Instructions for the task — Count how many lines in the records below contain the string "butterfly", matching case exactly, and reply with only that number.

Data section —
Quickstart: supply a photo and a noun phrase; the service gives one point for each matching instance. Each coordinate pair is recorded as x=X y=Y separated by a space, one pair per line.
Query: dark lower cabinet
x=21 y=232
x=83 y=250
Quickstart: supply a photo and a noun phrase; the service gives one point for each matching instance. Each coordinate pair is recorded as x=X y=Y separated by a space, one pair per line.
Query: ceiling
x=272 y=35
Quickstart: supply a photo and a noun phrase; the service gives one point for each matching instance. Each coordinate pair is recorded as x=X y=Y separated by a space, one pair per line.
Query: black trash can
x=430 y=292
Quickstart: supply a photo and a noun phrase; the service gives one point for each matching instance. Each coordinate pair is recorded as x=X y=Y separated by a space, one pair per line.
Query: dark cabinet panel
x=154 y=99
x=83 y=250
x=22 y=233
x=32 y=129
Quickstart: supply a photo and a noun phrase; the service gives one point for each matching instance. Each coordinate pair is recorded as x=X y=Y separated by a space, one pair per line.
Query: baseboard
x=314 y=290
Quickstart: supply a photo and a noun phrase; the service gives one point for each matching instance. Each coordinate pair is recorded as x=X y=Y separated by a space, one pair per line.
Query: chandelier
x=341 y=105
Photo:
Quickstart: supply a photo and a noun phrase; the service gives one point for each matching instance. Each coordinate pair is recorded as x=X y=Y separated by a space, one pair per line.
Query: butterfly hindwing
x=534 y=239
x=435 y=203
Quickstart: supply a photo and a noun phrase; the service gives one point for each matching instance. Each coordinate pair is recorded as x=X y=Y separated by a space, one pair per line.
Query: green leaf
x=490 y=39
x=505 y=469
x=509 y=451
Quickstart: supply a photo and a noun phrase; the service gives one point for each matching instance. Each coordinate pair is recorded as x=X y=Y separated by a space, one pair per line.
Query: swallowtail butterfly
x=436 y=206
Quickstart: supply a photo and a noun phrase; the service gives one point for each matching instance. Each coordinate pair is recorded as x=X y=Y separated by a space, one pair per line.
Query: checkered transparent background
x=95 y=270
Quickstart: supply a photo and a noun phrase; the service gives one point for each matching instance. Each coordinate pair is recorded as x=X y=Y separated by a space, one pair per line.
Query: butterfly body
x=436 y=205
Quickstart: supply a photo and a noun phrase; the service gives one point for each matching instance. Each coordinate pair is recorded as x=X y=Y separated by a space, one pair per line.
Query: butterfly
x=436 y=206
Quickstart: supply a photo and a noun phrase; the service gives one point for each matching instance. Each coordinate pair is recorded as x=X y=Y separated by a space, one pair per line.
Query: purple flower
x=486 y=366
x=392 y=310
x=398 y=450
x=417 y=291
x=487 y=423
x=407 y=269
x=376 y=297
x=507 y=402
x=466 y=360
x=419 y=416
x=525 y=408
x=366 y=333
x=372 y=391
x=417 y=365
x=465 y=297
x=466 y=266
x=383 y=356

Output — 4